Your body hosts millions of microscopic organisms, some harmful, some hurtful. Fungi are one type of tiny, plant-like organism that lives on your body or inside it. Unlike plants, they have no chlorophyll, a chemical which turns sunlight into food. To survive, fungi absorb nutrients from other living or dead things. They thrive in warm, moist places, like underneath your toenails.
It is estimated that around 36 million people in the United States have onychomycosis, a fungal nail infection. Fungal nail infections are more common in toenails, but they also occur in fingernails. They are more likely in adults and often follow a fungal foot infection, like athlete's foot.
When the nail is infected with fungi, it becomes yellowish, dry and brittle. The nail also becomes thicker, as layers of fungi grow and bloom. The nail may even separate from the skin, slightly rising off the toe.
Locker rooms, public pools and gym showers can all be sources of fungal infections. Fungi love these hot, damp environments. Nail salons can also be a source of fungal infection. If the foot tub is not properly cleaned after a pedicure, fungi can live there, infecting the next person that puts their feet in tub.

**Action item A**
List every place the text on fungal nail infections names as a source of fungal infections.
**Action item B**
Write what comes next in the text on fungal nail infections, starting after its last sentence.

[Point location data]
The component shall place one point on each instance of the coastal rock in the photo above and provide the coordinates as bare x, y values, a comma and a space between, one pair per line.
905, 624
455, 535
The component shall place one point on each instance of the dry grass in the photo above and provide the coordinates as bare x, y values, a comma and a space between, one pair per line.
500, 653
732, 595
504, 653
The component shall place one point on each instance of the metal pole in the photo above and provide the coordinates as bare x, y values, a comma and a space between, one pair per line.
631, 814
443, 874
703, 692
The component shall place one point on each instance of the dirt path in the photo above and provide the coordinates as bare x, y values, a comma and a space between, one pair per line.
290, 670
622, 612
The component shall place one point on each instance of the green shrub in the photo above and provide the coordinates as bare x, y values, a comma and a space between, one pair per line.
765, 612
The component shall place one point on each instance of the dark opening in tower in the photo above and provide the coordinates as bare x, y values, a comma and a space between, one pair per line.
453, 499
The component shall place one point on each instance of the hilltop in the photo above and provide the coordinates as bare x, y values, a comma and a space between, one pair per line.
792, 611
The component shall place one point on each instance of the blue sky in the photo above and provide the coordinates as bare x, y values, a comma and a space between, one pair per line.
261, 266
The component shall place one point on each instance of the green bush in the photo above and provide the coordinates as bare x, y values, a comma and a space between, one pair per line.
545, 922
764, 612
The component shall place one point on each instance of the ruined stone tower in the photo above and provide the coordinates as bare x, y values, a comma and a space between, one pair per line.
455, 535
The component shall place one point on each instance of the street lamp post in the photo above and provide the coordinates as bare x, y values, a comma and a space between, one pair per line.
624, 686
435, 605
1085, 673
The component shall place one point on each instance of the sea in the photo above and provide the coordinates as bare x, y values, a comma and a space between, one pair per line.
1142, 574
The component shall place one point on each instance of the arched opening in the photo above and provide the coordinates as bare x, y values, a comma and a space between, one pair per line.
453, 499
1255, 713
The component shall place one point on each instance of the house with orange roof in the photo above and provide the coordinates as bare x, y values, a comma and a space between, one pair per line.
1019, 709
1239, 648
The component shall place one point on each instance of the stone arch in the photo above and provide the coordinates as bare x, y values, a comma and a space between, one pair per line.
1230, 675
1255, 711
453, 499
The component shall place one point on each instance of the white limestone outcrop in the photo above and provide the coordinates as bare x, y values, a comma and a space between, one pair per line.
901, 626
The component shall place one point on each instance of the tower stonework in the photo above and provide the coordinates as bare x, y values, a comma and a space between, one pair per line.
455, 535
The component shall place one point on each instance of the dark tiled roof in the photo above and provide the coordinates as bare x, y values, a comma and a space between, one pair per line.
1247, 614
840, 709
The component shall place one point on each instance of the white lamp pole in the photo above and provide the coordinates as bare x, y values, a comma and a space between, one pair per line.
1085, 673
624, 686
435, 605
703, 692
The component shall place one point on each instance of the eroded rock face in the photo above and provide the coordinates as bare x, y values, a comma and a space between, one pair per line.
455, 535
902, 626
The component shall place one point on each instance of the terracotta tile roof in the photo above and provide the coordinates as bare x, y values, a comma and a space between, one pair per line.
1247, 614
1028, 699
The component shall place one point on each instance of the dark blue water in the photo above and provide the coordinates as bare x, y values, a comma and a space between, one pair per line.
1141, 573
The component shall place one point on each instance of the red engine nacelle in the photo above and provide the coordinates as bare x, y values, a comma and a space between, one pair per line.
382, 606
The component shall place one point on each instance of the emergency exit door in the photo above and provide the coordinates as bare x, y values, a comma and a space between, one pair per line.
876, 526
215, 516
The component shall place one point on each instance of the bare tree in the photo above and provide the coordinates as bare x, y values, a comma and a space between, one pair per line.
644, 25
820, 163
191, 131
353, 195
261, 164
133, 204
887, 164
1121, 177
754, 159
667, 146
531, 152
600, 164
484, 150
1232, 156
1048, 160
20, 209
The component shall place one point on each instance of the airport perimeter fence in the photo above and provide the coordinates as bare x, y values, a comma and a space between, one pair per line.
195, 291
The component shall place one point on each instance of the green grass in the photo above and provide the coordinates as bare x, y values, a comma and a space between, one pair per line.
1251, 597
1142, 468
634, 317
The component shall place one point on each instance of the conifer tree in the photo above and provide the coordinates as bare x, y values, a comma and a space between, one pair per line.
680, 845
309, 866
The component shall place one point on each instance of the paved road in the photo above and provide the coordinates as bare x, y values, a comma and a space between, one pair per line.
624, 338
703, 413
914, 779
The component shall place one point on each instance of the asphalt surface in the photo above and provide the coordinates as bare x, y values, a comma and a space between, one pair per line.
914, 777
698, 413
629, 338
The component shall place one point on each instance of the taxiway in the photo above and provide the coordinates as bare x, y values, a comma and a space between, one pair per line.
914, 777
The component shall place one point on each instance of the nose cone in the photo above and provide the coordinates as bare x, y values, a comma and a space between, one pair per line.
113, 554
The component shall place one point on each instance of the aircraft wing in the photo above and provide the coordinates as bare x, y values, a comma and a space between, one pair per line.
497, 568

**Response area A**
Locker rooms, public pools, gym showers, nail salons

**Response area B**
Perhaps the best way to prevent a fungal toenail infection is not to go barefoot at public pools or locker rooms. When you go to the nail salon, be sure the equipment is properly cleaned.
Although they may not hurt, it is best to treat fungal infections early. Untreated fungal infections can become very painful, making it difficult to walk and uncomfortable to wear shoes.
Doctors prescribe topical ointments or oral medication depending on how much the fungus has grown. Fungal nail infections are not life threatening. It can take years before the infection becomes large enough to cause pain or difficulty walking.